• _Предложенный отрывок_:
Пытку унижением Ахматова переживёт не раз. Ни для одного из её мужчин она не осталась единственной – ни как женщина, ни как художник слова. Ни Севастополь 1916 года, ни Ташкент 1940-х, периода эвакуации, ни послевоенные Ленинград или Москва по разным причинам, однако в равной мере не стали свидетелями её триумфа, её «колесницами» (если воспользоваться дантовским образом). Триумфы были. Но триумф Серебряного века смяли война и революция; но обретённые, наконец, право и возможность говорить от имени всего народа (легально – в стихах о блокаде Ленинграда, подпольно – в «Реквиеме») смяло «ждановское» постановление 1946 года. Важно понять: Ахматову не просто подвергли гражданской казни – казни забвением, казни лишением открытого голоса. Её «ликвидировали» унижением. Формула «полумонахини» была в советских условиях опасной; формула «полублудницы» – сокрушительной. У поэта отнимали всё сразу: искренность, масштаб и даже трагизм.

Ассоциация с публичным домом из жития Св. Агнессы, вроде бы почти случайно наметившаяся через символику «оливковой ветви» (с обратным значением: не сбывшейся гармонии, не сбывшегося мира, не сбывшегося согласия), сработала буквально.

Казалось бы, проекция судьбы нашего поэта на житие Св. Агнессы не связана с дантовской темой. Это не совсем так.

Св. Агнесса не принадлежит к тем западноевропейским мученицам, чей культ был столь же распространён на европейском (православном) Востоке. Далеко не каждый русский православный знаком с её агиографическими деталями. Евпаторийская школьница, которую готовил к экзаменам коллега-гимназист. Киевская гимназистка из отнюдь не профессорской семьи. Молодая царскосёлка, новобрачная жена далеко не «звёздного» ещё Н. С. Гумилёва, впервые попавшая в Италию, в её сказочные города, музеи и базилики… Что могла она знать тогда о Св. Агнессе (да и о Данте)? О первой почти ничего, о втором – хрестоматийные сведения?..

Но остались тогдашние итальянские впечатления, на которые накладывалась её последующая – собственная – жизнь и судьба. Так «взрослели» вместе с Ахматовой и героини церковных фресок, статуй, картин, – и героиня Данте. Реальная (вероятно, по-итальянски говорливая, но не говорящая, в смысле: не вещающая, не «рекущая») юная Биче вызвала у Ахматовой снисходительно-ласковую усмешку. («Могла ли Биче словно Дант творить..?» [1, т. 2, кн. 1, с. 199] – конечно, не могла!). И вот, постепенно, она превращается в требовательную, величаво вещающую Святую Беатриче. Облачённая в одежды Св. Агнессы поэтом Данте, – она увидена в одеждах непокорной мученицы поэтом Ахматовой. Той, что уже и себя ощущает выходящей – и выводящей души людей – из Ада, уже покидающей земной круг на границе Рая.

На «анафему» 1946 года Ахматова ответила – в конце концов – по-дантовски: докладом года 1965-го о «своём» Поэте и о «своей» Музе.

• _Фрагмент набора данных_:
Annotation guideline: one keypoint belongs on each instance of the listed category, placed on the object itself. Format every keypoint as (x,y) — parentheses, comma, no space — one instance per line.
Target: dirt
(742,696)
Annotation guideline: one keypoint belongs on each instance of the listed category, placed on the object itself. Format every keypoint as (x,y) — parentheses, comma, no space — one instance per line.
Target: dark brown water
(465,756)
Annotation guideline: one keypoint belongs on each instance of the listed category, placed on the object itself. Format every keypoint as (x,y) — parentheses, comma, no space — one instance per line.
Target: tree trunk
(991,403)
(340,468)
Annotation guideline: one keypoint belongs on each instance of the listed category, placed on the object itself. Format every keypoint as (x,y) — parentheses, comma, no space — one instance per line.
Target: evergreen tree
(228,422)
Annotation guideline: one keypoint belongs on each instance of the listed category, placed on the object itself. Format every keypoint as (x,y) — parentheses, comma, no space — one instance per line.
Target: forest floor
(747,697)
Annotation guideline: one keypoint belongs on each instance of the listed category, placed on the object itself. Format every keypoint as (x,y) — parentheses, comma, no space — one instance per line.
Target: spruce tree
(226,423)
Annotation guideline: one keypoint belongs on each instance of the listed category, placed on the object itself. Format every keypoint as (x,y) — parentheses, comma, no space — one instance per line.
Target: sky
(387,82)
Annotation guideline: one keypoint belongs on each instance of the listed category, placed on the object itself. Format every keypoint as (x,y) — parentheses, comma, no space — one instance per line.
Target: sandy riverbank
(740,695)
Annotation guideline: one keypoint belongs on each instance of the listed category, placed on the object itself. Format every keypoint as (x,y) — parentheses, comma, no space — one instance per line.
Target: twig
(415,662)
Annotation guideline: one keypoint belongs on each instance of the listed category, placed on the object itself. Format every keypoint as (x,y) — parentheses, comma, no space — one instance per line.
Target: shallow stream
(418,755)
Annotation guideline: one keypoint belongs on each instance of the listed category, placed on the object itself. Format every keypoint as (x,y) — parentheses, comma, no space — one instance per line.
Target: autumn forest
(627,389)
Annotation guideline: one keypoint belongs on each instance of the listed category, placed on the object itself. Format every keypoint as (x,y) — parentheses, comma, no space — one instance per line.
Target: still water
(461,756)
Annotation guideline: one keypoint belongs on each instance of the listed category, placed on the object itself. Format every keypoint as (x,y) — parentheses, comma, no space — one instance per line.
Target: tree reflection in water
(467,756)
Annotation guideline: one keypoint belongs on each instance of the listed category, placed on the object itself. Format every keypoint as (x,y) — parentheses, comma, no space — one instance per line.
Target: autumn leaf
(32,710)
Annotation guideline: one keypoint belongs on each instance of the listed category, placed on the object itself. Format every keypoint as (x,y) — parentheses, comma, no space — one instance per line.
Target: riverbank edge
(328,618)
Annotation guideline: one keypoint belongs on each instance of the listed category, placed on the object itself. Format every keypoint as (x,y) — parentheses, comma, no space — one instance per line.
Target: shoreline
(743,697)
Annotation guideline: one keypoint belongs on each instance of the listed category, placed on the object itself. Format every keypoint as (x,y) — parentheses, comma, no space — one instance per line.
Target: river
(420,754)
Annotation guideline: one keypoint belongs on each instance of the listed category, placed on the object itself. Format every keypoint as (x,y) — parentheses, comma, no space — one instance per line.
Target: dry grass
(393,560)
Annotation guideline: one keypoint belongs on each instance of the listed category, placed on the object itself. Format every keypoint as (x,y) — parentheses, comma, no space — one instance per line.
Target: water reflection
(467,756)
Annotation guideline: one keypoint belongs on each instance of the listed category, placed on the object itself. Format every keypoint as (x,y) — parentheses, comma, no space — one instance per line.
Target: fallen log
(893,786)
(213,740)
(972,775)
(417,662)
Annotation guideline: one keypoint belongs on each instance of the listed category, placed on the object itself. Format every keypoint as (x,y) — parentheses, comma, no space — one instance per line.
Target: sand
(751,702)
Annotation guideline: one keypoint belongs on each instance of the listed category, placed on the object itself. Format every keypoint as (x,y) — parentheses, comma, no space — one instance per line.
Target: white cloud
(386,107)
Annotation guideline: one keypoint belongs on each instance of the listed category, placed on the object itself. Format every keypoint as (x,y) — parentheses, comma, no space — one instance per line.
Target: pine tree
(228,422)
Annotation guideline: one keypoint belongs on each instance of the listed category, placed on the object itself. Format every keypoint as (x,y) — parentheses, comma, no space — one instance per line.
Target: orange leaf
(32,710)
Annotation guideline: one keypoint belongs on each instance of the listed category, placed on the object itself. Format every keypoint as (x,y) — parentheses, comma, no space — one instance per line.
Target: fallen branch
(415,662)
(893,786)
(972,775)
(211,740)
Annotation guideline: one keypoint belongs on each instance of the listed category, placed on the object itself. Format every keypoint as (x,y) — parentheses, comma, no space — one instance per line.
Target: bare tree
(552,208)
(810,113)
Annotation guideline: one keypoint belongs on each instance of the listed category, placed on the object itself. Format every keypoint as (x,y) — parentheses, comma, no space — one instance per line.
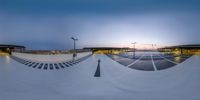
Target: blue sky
(49,24)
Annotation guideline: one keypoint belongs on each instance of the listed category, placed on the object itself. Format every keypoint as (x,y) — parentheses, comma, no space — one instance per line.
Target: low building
(183,49)
(107,50)
(11,48)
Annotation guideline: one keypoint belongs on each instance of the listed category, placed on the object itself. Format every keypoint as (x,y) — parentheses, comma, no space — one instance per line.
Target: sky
(50,24)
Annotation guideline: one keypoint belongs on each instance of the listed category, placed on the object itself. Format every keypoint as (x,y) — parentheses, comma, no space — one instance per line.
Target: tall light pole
(74,39)
(133,49)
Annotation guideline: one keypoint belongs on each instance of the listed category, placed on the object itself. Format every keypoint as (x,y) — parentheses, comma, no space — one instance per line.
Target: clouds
(50,24)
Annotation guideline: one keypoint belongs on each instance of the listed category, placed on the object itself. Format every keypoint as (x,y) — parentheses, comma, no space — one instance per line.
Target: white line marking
(121,59)
(154,66)
(168,60)
(135,61)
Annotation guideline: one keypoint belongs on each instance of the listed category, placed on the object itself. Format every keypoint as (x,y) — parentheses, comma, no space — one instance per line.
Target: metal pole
(133,49)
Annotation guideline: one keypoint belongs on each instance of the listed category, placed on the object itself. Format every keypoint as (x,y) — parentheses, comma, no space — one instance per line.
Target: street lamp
(134,49)
(74,39)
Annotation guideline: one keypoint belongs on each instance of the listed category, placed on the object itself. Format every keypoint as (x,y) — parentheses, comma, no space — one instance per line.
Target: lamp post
(133,49)
(74,39)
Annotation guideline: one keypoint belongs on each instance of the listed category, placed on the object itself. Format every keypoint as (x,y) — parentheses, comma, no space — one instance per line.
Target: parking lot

• _Короткое упражнение A_:
Выпишите из текста об Ахматовой дословно отрывок: начните с места, где стоят слова «Св. Агнесса не», и остановитесь после слов «втором – хрестоматийные сведения?..».
• _Короткое упражнение B_:
Назовите все города, перечисленные в тексте об Ахматовой в предложении, которое начинается словами «Ни Севастополь 1916 года».
• _Короткое упражнение C_:
Продолжите текст об Ахматовой, начав сразу после его последнего предложения.

• _Ответ на задание A_:
Св. Агнесса не принадлежит к тем западноевропейским мученицам, чей культ был столь же распространён на европейском (православном) Востоке. Далеко не каждый русский православный знаком с её агиографическими деталями. Евпаторийская школьница, которую готовил к экзаменам коллега-гимназист. Киевская гимназистка из отнюдь не профессорской семьи. Молодая царскосёлка, новобрачная жена далеко не «звёздного» ещё Н. С. Гумилёва, впервые попавшая в Италию, в её сказочные города, музеи и базилики… Что могла она знать тогда о Св. Агнессе (да и о Данте)? О первой почти ничего, о втором – хрестоматийные сведения?..

• _Ответ на задание B_:
Севастополь, Ташкент, Ленинград, Москва.

• _Ответ на задание C_:
Как видим, на сцену явления Беатриче именно в ахматовском контексте («явления навеки» и «перед всем миром») внимание обращали явно недостаточно. Еще меньше его обращали на следующий за этой сценой монолог Беатриче. Его (в отличие от явления Беатриче) Ахматова в докладе не процитирует.

Ведёт этот монолог героиня Данте в неожиданном ключе: с трудом «гнев удерживая свой» [3, с. 347]. За что же она гневается на Поэта? За то, что он, будучи с юности щедро одарён талантом, после смерти Беатриче избрал неверные житейские пути. Он изменил Беатриче и как женщине, и как носительнице воли Провидения. Он увлёкся не просто другими дамами, а другими, фальшивыми образами. Обличительный пафос монолога таков, что, услышав его, Поэт почти лишается чувств.

Можно ли, однако, приложить инвективы Беатриче к биографии Ахматовой? Посмотрим.

Историческая Беатриче умерла в 1290 году. Данте в том же году исполняется 25 лет. Через десять лет, в 1300 году, Поэт переживёт некий метафизический опыт, который и станет сюжетом «Божественной Комедии». 1300 – «круглый» год западноевропейской истории. Как бывало не раз при «круглых» датах, Европа ждала конца света и Страшного Суда. Так что поэма Данте была для его современников не фантастикой, а «репортажем» из ближайшего ожидаемого будущего.

Ахматова произнесёт свой доклад о Данте в 1965 году. Но уже в 1924 году она впервые встретит дантовскую Музу. И год этот приходится (как и метафизический опыт, положивший начало «Божественной Комедии») на 35-летие Поэта (что, кажется, до сих пор не было отмечено ахматоведами): 

 Земную жизнь пройдя до половины <…>.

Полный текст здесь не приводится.